STATED GOAL 1 »
Translate this sentence from the book review into Spanish: "Despite its being a conceit-driven nonfiction tome that is easily packaged and promoted, I'm enjoying it quite a bit."
STATED GOAL 2 »
Repeat the book review word for word from "Heading the lab" up to and including "happier than most?".

PASSAGE »
**********

Ssssssweet Car-o-line, but those platters ate up half my face.


Her apology came under the title The Geography of Bliss.  Written by Eric Weiner, an NPR foreign correspondent, the book is one of those conceit-driven nonfiction tomes that is easily packaged and promoted for sale to customers who "actually only came in for one of those Gingerbread lattes."  Despite its being a conceit-driven nonfiction tome that is easily packaged and promoted, I'm enjoying it quite a bit. Never let it be said I'm anything less than easy.

The premise is that Weiner, an avowed curmudgeon, travels the world and tries to find where happiness lives--basically, he explores a variety of countries and attempts to determine who on the planet is happiest and why.

Okay, timeout.

1)  Weiner never comes across as the grouch he claims to be; in fact, I'd go so far as to assert that he rather likes traveling around the world, talking to people.  While he may be a man who feels down sometimes, who tends towards negativity on occasion, he's no Sith.  Thus, the conceit of the book ("life-hating writer travels the globe and maps joy") feels manufactured;

2)  Hello?  What is happiness?  I'd argue that since it's his book, Weiner can define the concept however he wants, but, repeatedly, he finds the idea of happiness so relative, so individual, so unquantifiable, that he can't even set down a baseline from which to work.  As a result, the book is more about exploring what passes for happiness in various regions than discovering who wins the gold in the Happiness Olympics, and so I need to take a moment to holler, "Listen, Gomer, if you're going to take my sister's money for this book, you sure as hell better pony up with a concrete answer by the time I'm done reading.  If you don't end with a firm conclusion like 'Incontrovertible happiness is to be found in Nasinu, Fiji,' I'm going poke out the eyeballs of Amazon.com with a pair of really long chopsticks";

3)  Despite the basics of the book being contrived and slippery, it's an interesting read, and not only because Weiner gets really stoned in Amsterdam.  There's also the fact that Bhutan, as a nation, has a GDH (Gross Domestic Happiness) quotient, as declared by the king--and, frankly, the very fact that a king can declare such a thing ups Jocelyn's Cheer Meter Reading to the level of WOW!.  Here and there, when the author is particularly sardonic, my Meter Readings have even escalated to Slam, Bam, Thank You, Ya Big Weiner

So gracias for this book, Dear Sister.  It's the perfect end-of-semester read:  I can attack it in chunks; it makes me smile; it is intelligent without taxing my toasted brain overmuch; and if you ever come at me with a pair of ballet flats again, I can throw this paperback volume at you, and I will aim for your head.

Should I have piqued your interest (or perhaps I've piqued your pique), and you find your own Cheer Meter Readings plummeting because you don't have Weiner's book nearby, here is a taste of one of the early sections, during which our intrepid explorer spends time in the Netherlands (learning to say "I'll have seconds on the hash brownies, please" in Dutch).  At one point, he visits a Happiness Science Center, which, at first, I thought was the official name for Wavy Gravy's LSD lab, but, as it turns out, the Happiness Center is a place where people who call themselves real scientists try to figure out the variables of an upbeat state of mind. 

Heading the lab is researcher Ruut Veenhoven (like I don't want to have another kid, just so I can use that name), who has a compiled a database of findings (which Weiner characterizes as "alternately obvious and counterintuitive").  So take the test, Gentle Reader.  According to one Dutch guy with an awesome name, are you happier than most?

**********

Region annotation items:

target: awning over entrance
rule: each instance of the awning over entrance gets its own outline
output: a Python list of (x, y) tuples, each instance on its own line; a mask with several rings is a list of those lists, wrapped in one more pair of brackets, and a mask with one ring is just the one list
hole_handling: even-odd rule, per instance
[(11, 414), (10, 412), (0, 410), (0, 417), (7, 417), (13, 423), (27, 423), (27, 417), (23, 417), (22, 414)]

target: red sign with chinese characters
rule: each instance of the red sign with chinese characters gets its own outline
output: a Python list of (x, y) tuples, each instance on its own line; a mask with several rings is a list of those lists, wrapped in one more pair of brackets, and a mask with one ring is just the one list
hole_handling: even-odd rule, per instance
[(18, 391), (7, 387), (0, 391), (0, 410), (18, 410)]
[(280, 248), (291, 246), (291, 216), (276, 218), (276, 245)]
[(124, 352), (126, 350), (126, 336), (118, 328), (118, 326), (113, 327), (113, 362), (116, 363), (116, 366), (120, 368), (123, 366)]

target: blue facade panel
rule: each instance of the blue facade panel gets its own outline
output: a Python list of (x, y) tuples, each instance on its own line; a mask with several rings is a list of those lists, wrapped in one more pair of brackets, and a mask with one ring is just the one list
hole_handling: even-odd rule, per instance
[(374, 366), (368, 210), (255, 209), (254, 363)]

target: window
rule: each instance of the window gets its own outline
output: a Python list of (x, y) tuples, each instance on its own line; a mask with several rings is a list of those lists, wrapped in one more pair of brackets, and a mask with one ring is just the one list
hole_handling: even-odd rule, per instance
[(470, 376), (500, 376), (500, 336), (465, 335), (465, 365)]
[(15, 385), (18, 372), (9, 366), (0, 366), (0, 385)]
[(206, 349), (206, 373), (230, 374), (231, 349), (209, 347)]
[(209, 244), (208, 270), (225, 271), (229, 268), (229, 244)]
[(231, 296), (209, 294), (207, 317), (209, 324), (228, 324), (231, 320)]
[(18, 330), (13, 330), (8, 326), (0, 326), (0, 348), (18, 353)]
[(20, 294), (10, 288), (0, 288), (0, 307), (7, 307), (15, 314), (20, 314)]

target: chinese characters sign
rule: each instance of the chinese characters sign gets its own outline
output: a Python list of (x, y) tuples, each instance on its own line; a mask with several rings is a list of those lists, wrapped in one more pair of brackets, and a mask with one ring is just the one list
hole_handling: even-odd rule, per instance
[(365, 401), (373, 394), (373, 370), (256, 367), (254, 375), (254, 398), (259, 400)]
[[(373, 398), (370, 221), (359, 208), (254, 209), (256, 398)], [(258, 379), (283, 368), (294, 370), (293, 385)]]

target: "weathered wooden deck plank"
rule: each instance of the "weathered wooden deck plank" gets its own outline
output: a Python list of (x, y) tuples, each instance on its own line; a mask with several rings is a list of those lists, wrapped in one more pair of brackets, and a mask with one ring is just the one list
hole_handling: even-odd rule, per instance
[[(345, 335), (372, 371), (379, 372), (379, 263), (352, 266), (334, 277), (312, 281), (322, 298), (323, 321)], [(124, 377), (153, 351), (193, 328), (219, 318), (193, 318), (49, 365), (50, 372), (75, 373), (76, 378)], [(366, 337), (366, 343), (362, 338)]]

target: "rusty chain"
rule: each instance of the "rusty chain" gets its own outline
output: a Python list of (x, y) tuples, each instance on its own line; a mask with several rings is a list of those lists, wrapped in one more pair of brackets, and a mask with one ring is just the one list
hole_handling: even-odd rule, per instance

**********

COMPLETE OUTPUT 1 »
A pesar de ser un mamotreto de no ficción basado en una ocurrencia, fácil de empaquetar y promocionar, lo estoy disfrutando bastante.

COMPLETE OUTPUT 2 »
Heading the lab is researcher Ruut Veenhoven (like I don't want to have another kid, just so I can use that name), who has a compiled a database of findings (which Weiner characterizes as "alternately obvious and counterintuitive").  So take the test, Gentle Reader.  According to one Dutch guy with an awesome name, are you happier than most?